═════ Belge bölümü
Emsal Mahkeme Kararı Gaziantep Bölge Adliye Mahkemesi 17. Hukuk Dairesi 2020/63 E. 2022/94 K. 24.01.2022 T.

Görüntülediğiniz mahkeme kararı kesinleşmiş bir karardır.

T.C. GAZİANTEP BAM 17. HUKUK DAİRESİ
T.C.
GAZİANTEP
BÖLGE ADLİYE MAHKEMESİ
17. HUKUK DAİRESİ

ESAS NO : 2020/63
KARAR NO : 2022/94

T Ü R K M İ L L E T İ A D I N A
B Ö L G E A D L İ Y E M A H K E M E S İ K A R A R I

BAŞKAN : … (…)
ÜYE : … (…)
ÜYE : … (…)
KATİP : … (…)

İNCELENEN KARARIN
MAHKEMESİ : ADANA 3. ASLİYE TİCARET MAHKEMESİ
TARİHİ : 19/09/2019
NUMARASI : 2017/1488 Esas- 2019/880 Karar
DAVACILAR : 1-… – TC:… ……..
2-… -TC: … ………….
VEKİLLERİ : Av. … …………
Av. … …………
DAVALI : … – …
VEKİLİ : Av. … ….. ..
══════════
Yapılacak iş:
Karar metninde "İNCELENEN KARARIN" diye başlayan bölümü, ana bilgilerini koruyarak kısa bir madde listesine dönüştürün. Yalnızca karar metnindeki bilgileri kullanın.
═════ Veri kayıtları
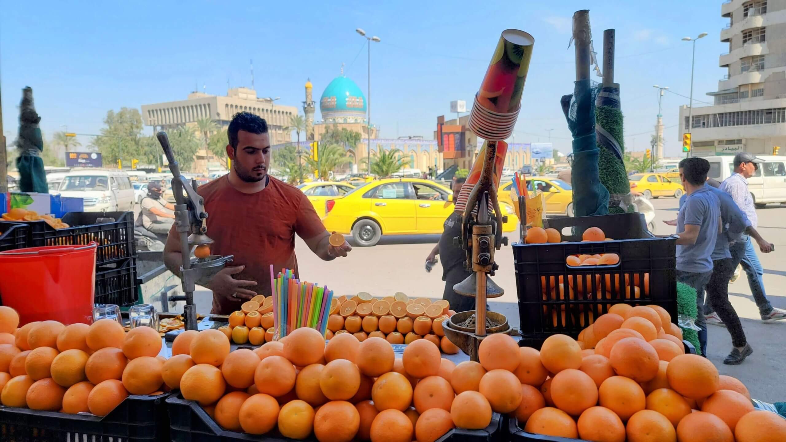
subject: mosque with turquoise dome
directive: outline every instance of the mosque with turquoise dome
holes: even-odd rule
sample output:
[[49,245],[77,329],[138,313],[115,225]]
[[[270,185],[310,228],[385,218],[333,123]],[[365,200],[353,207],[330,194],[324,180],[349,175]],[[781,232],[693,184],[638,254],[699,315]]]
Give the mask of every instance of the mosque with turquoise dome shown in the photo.
[[[443,155],[439,152],[435,141],[421,137],[383,138],[380,137],[378,126],[372,123],[369,127],[366,118],[369,104],[365,94],[357,83],[343,75],[343,69],[340,75],[328,83],[318,103],[312,100],[314,86],[310,80],[306,82],[304,87],[306,100],[303,102],[303,110],[306,116],[307,141],[300,141],[302,149],[307,152],[312,141],[318,141],[326,132],[334,129],[347,129],[361,134],[361,141],[357,145],[344,146],[351,162],[344,170],[336,170],[336,173],[357,172],[358,164],[362,165],[360,170],[365,170],[369,155],[367,147],[369,130],[372,158],[383,151],[398,149],[404,157],[409,157],[408,168],[419,169],[424,172],[428,170],[429,166],[443,168]],[[315,115],[318,104],[321,116],[319,119]],[[287,144],[295,144],[296,143],[281,144],[273,146],[273,149],[275,151]]]

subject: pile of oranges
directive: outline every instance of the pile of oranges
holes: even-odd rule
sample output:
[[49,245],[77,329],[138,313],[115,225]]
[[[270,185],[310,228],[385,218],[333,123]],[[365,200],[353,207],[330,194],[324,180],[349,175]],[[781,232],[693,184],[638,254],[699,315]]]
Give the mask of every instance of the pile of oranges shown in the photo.
[[334,299],[328,318],[327,339],[350,333],[362,342],[368,338],[382,338],[391,344],[411,344],[428,339],[443,353],[455,354],[458,347],[445,337],[443,321],[455,313],[450,304],[427,298],[410,299],[398,292],[382,299],[361,292],[351,298]]
[[259,345],[273,341],[273,297],[258,294],[230,315],[229,324],[219,327],[235,344]]
[[516,342],[503,338],[483,347],[486,374],[480,363],[456,366],[441,358],[426,339],[413,342],[397,359],[382,338],[361,342],[343,333],[325,344],[307,327],[231,353],[218,331],[186,331],[173,342],[162,373],[169,387],[179,388],[228,430],[277,429],[293,439],[313,433],[320,442],[434,442],[454,427],[488,427],[501,392],[511,381],[520,389],[512,372],[494,370],[505,365],[503,360],[518,364]]
[[539,352],[518,351],[520,389],[504,393],[525,432],[597,442],[786,440],[786,420],[755,411],[742,382],[685,354],[663,308],[617,304],[578,341],[555,334]]
[[6,407],[104,416],[129,394],[166,389],[161,337],[152,328],[127,334],[112,320],[18,325],[17,312],[0,306],[0,402]]

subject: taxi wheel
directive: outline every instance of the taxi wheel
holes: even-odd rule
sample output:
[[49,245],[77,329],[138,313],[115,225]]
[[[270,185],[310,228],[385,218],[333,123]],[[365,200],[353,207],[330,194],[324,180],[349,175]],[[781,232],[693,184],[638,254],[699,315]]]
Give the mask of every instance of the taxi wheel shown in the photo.
[[352,227],[352,239],[362,247],[376,245],[381,237],[382,229],[373,220],[360,220]]

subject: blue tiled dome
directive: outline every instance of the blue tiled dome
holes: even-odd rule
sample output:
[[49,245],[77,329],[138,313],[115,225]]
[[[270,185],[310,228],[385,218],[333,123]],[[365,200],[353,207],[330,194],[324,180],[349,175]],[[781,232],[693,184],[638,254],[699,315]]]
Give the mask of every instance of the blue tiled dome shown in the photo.
[[341,75],[325,88],[319,100],[319,111],[325,121],[337,117],[362,116],[365,115],[365,97],[354,82]]

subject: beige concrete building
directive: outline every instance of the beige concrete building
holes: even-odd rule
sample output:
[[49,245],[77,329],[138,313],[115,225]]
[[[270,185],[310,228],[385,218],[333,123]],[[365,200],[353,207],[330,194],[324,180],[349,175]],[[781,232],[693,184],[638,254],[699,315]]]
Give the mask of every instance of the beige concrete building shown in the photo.
[[209,118],[219,127],[229,126],[232,116],[240,111],[259,115],[267,122],[270,144],[288,141],[291,131],[286,130],[289,119],[297,115],[295,106],[277,104],[272,98],[259,98],[253,89],[230,89],[226,96],[193,92],[180,101],[142,104],[142,120],[145,126],[158,130],[174,129],[180,126],[196,126],[196,120]]
[[691,133],[692,155],[772,155],[786,145],[786,0],[730,0],[721,5],[729,25],[720,56],[728,74],[708,93],[714,105],[680,108],[680,130]]

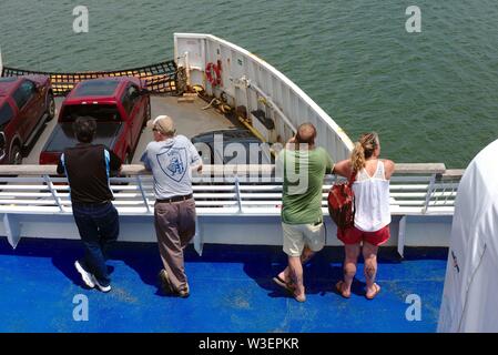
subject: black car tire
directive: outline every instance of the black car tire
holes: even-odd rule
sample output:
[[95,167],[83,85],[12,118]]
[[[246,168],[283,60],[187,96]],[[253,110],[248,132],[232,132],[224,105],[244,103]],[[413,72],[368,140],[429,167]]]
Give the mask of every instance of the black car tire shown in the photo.
[[18,144],[14,144],[10,151],[9,164],[11,164],[11,165],[22,164],[22,151]]

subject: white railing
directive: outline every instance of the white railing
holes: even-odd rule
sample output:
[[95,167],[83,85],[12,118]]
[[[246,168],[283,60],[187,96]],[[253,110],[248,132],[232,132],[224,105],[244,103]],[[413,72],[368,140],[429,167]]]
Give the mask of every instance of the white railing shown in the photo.
[[[337,160],[350,155],[353,143],[336,122],[303,90],[247,50],[211,34],[174,33],[175,58],[186,69],[189,84],[202,85],[233,108],[246,109],[247,122],[270,143],[285,143],[304,122],[319,128],[317,144]],[[221,67],[221,84],[206,81],[207,63]],[[268,130],[251,112],[261,110],[275,123]]]
[[[409,216],[446,216],[448,227],[455,206],[461,171],[446,171],[444,164],[397,164],[390,182],[390,207],[403,254],[407,233],[423,233],[408,244],[446,245],[448,235],[431,236],[427,231],[406,229]],[[121,215],[122,240],[154,241],[153,181],[142,165],[125,165],[112,178],[113,201]],[[71,200],[65,178],[55,175],[52,165],[0,166],[0,235],[16,246],[21,236],[77,239]],[[328,219],[327,192],[336,180],[327,175],[323,186],[323,213]],[[195,245],[203,243],[277,245],[282,239],[280,214],[282,181],[274,176],[273,165],[207,165],[193,183],[199,229]],[[449,217],[449,219],[448,219]],[[428,220],[424,220],[428,221]],[[433,222],[431,222],[433,223]],[[411,223],[414,225],[414,223]],[[440,227],[440,226],[439,226]],[[395,233],[397,230],[397,233]],[[393,232],[394,231],[394,232]],[[433,233],[440,231],[436,229]],[[335,239],[327,244],[335,245]],[[395,243],[395,241],[393,241]]]

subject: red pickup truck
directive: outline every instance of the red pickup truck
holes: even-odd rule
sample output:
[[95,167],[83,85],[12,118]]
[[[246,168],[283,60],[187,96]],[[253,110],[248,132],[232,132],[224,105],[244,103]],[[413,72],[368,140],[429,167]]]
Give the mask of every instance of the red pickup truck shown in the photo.
[[79,116],[96,120],[94,144],[104,144],[123,163],[131,163],[142,129],[151,118],[151,101],[136,78],[102,78],[78,83],[62,102],[58,124],[40,153],[40,164],[57,164],[74,146],[72,124]]
[[49,77],[0,78],[0,164],[21,164],[44,123],[54,115]]

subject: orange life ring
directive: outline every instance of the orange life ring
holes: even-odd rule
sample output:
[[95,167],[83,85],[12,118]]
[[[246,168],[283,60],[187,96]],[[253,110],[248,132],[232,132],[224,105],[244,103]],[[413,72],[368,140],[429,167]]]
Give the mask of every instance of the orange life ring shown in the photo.
[[211,85],[213,87],[220,85],[222,83],[222,73],[220,67],[212,62],[207,63],[206,78],[207,81],[211,83]]

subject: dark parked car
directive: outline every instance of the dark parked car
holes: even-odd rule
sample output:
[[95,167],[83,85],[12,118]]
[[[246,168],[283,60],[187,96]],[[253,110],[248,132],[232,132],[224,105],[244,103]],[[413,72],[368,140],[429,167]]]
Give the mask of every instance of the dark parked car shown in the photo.
[[78,143],[72,124],[79,116],[94,118],[93,143],[109,146],[129,164],[142,129],[151,118],[150,95],[136,78],[102,78],[78,83],[62,102],[58,124],[40,154],[40,164],[57,164],[64,149]]
[[20,164],[55,115],[50,78],[0,78],[0,164]]
[[217,130],[191,139],[203,164],[273,164],[270,145],[246,129]]

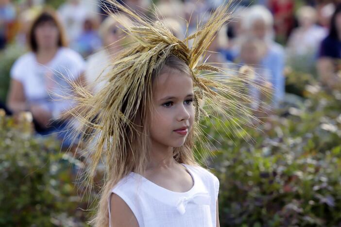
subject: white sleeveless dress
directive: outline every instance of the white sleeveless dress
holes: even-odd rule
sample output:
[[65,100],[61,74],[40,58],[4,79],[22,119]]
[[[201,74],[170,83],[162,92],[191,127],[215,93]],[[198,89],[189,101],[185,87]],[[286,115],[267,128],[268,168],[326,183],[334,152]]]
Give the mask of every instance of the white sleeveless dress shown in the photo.
[[[194,181],[187,192],[170,191],[131,172],[119,181],[112,193],[128,205],[139,227],[215,227],[218,178],[200,166],[182,164]],[[110,198],[109,217],[110,223]]]

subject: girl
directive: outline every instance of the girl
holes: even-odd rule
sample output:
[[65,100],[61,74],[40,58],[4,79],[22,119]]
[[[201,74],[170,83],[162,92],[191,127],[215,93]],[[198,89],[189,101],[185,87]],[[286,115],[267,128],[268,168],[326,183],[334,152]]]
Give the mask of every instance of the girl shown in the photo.
[[[86,132],[83,139],[92,140],[88,144],[96,145],[93,150],[86,146],[90,184],[97,164],[105,159],[104,186],[91,224],[219,226],[219,182],[199,165],[193,151],[194,141],[205,139],[198,127],[200,115],[207,115],[204,98],[205,109],[222,120],[235,121],[233,114],[247,111],[240,104],[245,97],[231,86],[241,84],[237,80],[240,77],[199,75],[201,70],[222,71],[199,62],[228,18],[229,6],[218,9],[195,33],[181,40],[162,21],[143,19],[110,2],[133,21],[129,25],[112,15],[134,42],[114,57],[102,90],[91,95],[75,89],[80,106],[73,114],[83,123],[79,131]],[[190,39],[194,39],[190,49]]]

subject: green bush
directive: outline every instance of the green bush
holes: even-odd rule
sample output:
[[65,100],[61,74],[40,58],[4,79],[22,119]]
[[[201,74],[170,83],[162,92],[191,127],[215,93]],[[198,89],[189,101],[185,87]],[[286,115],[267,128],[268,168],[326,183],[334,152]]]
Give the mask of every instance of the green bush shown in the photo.
[[254,141],[206,122],[222,226],[341,225],[341,93],[304,94],[285,117],[248,129]]
[[84,226],[73,183],[80,163],[30,127],[0,115],[0,226]]

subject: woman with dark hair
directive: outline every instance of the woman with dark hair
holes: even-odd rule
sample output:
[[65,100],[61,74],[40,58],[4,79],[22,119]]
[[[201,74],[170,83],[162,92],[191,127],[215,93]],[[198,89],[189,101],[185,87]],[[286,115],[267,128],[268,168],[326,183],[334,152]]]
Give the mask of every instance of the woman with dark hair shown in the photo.
[[72,106],[61,97],[71,90],[70,81],[83,83],[85,64],[80,54],[66,47],[63,28],[52,10],[43,10],[34,20],[28,44],[31,51],[11,70],[8,106],[15,114],[30,111],[37,131],[49,133],[55,128],[50,125],[52,120]]
[[331,18],[329,34],[321,43],[317,69],[323,83],[330,88],[341,88],[337,70],[341,66],[341,4]]

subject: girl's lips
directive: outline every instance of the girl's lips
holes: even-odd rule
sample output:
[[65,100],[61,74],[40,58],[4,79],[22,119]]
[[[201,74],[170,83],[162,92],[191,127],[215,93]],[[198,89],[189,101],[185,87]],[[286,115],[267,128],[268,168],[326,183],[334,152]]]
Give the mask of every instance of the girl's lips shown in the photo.
[[174,131],[180,135],[186,135],[188,131],[188,130],[187,128],[185,128],[184,129],[174,130]]

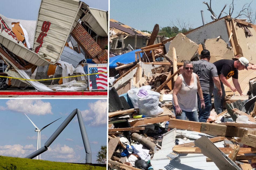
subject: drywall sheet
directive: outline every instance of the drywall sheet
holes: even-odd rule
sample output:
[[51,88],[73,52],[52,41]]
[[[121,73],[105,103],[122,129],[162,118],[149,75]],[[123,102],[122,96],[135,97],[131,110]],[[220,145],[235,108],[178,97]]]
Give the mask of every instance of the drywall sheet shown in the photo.
[[233,48],[220,38],[206,40],[205,47],[210,51],[211,62],[222,59],[231,60],[234,57]]
[[171,42],[167,56],[173,60],[173,47],[176,51],[177,62],[190,60],[198,49],[198,45],[182,33],[179,33]]
[[205,39],[215,38],[219,36],[230,46],[227,27],[223,19],[209,25],[202,27],[188,34],[186,36],[197,43],[204,44]]
[[236,27],[238,43],[242,49],[243,56],[249,62],[256,64],[256,31],[249,26],[247,28],[251,31],[252,36],[249,36],[245,32],[243,27],[240,27],[238,25]]

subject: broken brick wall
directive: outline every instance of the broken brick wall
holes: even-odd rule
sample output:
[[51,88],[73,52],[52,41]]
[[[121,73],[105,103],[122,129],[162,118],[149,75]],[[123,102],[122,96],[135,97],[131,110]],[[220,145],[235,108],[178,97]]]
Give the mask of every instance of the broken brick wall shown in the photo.
[[82,25],[79,23],[71,34],[91,58],[93,58],[102,50]]
[[97,39],[97,43],[102,50],[104,50],[106,46],[108,45],[108,37],[107,36],[98,37]]

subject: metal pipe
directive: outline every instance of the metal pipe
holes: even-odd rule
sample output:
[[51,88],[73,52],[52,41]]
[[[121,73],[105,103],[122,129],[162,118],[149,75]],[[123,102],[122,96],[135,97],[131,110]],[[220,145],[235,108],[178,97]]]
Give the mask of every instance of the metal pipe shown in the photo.
[[83,145],[85,149],[86,153],[86,163],[92,163],[92,153],[91,151],[91,147],[90,142],[87,136],[87,134],[85,129],[85,124],[84,123],[82,114],[79,109],[77,109],[76,111],[76,115],[78,120],[78,123],[80,127],[80,130],[81,131],[81,135],[82,135],[82,139],[83,142]]
[[204,26],[205,25],[205,21],[204,21],[204,11],[202,10],[201,11],[201,15],[202,16],[202,21],[203,21],[203,25]]
[[74,110],[72,113],[70,113],[69,116],[61,124],[59,127],[54,133],[52,135],[50,138],[47,140],[46,142],[44,144],[44,145],[47,147],[49,147],[52,143],[54,141],[55,139],[60,134],[61,132],[66,127],[69,122],[71,121],[73,118],[75,117],[77,109]]
[[27,157],[26,158],[33,159],[36,156],[37,156],[41,153],[42,153],[48,150],[48,148],[45,146],[44,146],[36,151],[34,152]]

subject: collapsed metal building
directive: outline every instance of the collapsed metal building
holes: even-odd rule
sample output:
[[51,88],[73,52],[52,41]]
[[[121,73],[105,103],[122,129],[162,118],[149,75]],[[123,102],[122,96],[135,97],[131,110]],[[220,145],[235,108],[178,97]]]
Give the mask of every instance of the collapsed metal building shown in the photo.
[[[0,77],[0,89],[12,85],[58,90],[56,87],[45,86],[71,81],[68,86],[80,84],[74,86],[78,88],[70,90],[91,89],[90,76],[79,76],[88,74],[90,67],[106,68],[106,72],[108,16],[107,11],[90,8],[76,0],[42,0],[36,21],[9,19],[0,14],[3,67],[0,71],[4,72],[0,75],[6,76]],[[106,77],[101,81],[107,85],[94,90],[106,89],[107,75],[97,75]],[[39,83],[31,79],[43,80]]]

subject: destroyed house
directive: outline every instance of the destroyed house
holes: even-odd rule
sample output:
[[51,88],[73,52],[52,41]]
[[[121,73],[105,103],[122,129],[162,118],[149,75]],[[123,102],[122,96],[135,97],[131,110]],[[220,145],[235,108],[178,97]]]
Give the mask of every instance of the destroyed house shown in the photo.
[[[111,63],[120,76],[114,81],[109,94],[109,167],[127,169],[254,169],[255,28],[243,20],[227,16],[133,51],[135,62],[117,62],[116,66]],[[154,55],[159,49],[162,50],[162,61],[156,61],[159,56]],[[246,58],[248,70],[239,71],[238,81],[243,93],[250,93],[241,96],[226,87],[225,109],[213,119],[206,123],[176,119],[171,90],[180,73],[179,68],[185,60],[199,60],[203,49],[210,51],[211,62]],[[147,51],[150,51],[148,58],[145,57]],[[233,85],[232,79],[227,80]],[[156,102],[162,113],[152,114],[155,108],[149,101],[150,98],[153,100],[150,95],[139,97],[139,90],[146,88],[148,94],[159,93]],[[145,112],[143,107],[150,103],[150,108]],[[167,132],[168,129],[171,130]],[[143,149],[138,151],[127,145],[142,145]],[[149,159],[150,163],[141,162]]]
[[[19,79],[5,78],[1,82],[18,87],[24,83],[41,90],[29,80],[85,75],[88,70],[83,67],[89,64],[86,63],[88,59],[96,68],[107,63],[107,11],[90,8],[78,1],[42,1],[36,21],[9,19],[0,14],[3,23],[0,56],[7,66],[4,73]],[[79,65],[82,67],[79,68]],[[67,72],[67,68],[70,71]],[[90,82],[89,76],[83,76],[38,83],[58,85],[74,80],[84,82],[85,88]]]
[[[110,49],[117,54],[124,51],[141,48],[148,44],[151,34],[143,32],[113,19],[109,23]],[[161,41],[162,36],[158,36],[155,43]]]

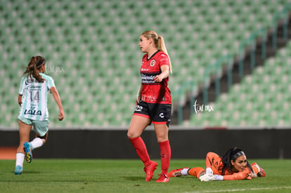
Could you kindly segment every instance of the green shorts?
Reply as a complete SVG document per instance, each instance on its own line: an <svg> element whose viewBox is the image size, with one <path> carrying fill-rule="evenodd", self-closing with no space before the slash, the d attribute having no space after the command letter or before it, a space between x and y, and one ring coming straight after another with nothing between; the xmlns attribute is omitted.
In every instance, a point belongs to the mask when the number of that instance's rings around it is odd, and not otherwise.
<svg viewBox="0 0 291 193"><path fill-rule="evenodd" d="M48 131L48 120L36 121L18 116L18 119L23 124L33 126L33 130L41 137L44 136Z"/></svg>

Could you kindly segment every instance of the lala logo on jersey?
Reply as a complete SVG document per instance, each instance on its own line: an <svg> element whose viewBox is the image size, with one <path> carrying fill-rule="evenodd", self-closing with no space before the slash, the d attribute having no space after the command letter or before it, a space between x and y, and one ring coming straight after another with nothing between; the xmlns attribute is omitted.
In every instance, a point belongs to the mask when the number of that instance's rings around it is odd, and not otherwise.
<svg viewBox="0 0 291 193"><path fill-rule="evenodd" d="M153 67L155 65L155 60L152 60L150 61L150 67Z"/></svg>
<svg viewBox="0 0 291 193"><path fill-rule="evenodd" d="M32 114L32 115L41 115L41 111L39 110L34 110L34 109L25 109L25 114Z"/></svg>

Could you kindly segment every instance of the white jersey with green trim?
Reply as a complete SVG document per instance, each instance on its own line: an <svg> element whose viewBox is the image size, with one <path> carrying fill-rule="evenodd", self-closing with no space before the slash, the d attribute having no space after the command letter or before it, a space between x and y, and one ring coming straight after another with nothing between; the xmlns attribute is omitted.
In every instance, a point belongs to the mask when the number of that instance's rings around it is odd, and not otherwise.
<svg viewBox="0 0 291 193"><path fill-rule="evenodd" d="M21 79L18 93L22 98L18 117L37 121L48 119L48 92L56 86L50 76L43 73L39 74L44 79L42 83L27 76Z"/></svg>

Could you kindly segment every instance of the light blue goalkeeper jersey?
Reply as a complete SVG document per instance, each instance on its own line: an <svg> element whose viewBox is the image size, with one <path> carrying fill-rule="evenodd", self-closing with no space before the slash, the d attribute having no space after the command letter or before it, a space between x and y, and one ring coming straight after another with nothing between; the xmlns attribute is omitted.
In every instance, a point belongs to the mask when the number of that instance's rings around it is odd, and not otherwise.
<svg viewBox="0 0 291 193"><path fill-rule="evenodd" d="M56 86L51 76L43 73L39 74L44 79L43 83L27 76L21 79L18 93L22 98L18 117L37 121L48 119L48 92Z"/></svg>

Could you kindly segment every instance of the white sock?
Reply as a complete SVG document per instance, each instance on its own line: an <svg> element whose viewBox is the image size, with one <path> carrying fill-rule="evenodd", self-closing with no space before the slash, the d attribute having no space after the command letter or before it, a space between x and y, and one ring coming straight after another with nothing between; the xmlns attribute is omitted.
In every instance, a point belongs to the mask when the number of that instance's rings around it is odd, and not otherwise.
<svg viewBox="0 0 291 193"><path fill-rule="evenodd" d="M189 170L189 168L183 168L181 171L181 173L182 174L182 175L188 175L188 171Z"/></svg>
<svg viewBox="0 0 291 193"><path fill-rule="evenodd" d="M206 168L206 173L207 174L213 174L212 169L211 168Z"/></svg>
<svg viewBox="0 0 291 193"><path fill-rule="evenodd" d="M25 154L22 153L16 153L16 166L20 166L23 167L23 161L24 161Z"/></svg>
<svg viewBox="0 0 291 193"><path fill-rule="evenodd" d="M34 138L30 143L32 145L32 151L35 148L41 147L44 145L44 142L42 141L42 140L39 138Z"/></svg>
══════════
Tam çözüm:
- Mahkeme: Adana 3. Asliye Ticaret Mahkemesi
- Tarih: 19/09/2019
- Numara: 2017/1488 Esas, 2019/880 Karar
- Davacılar: iki kişi, iki avukat vekil
- Davalı: bir taraf, bir avukat vekil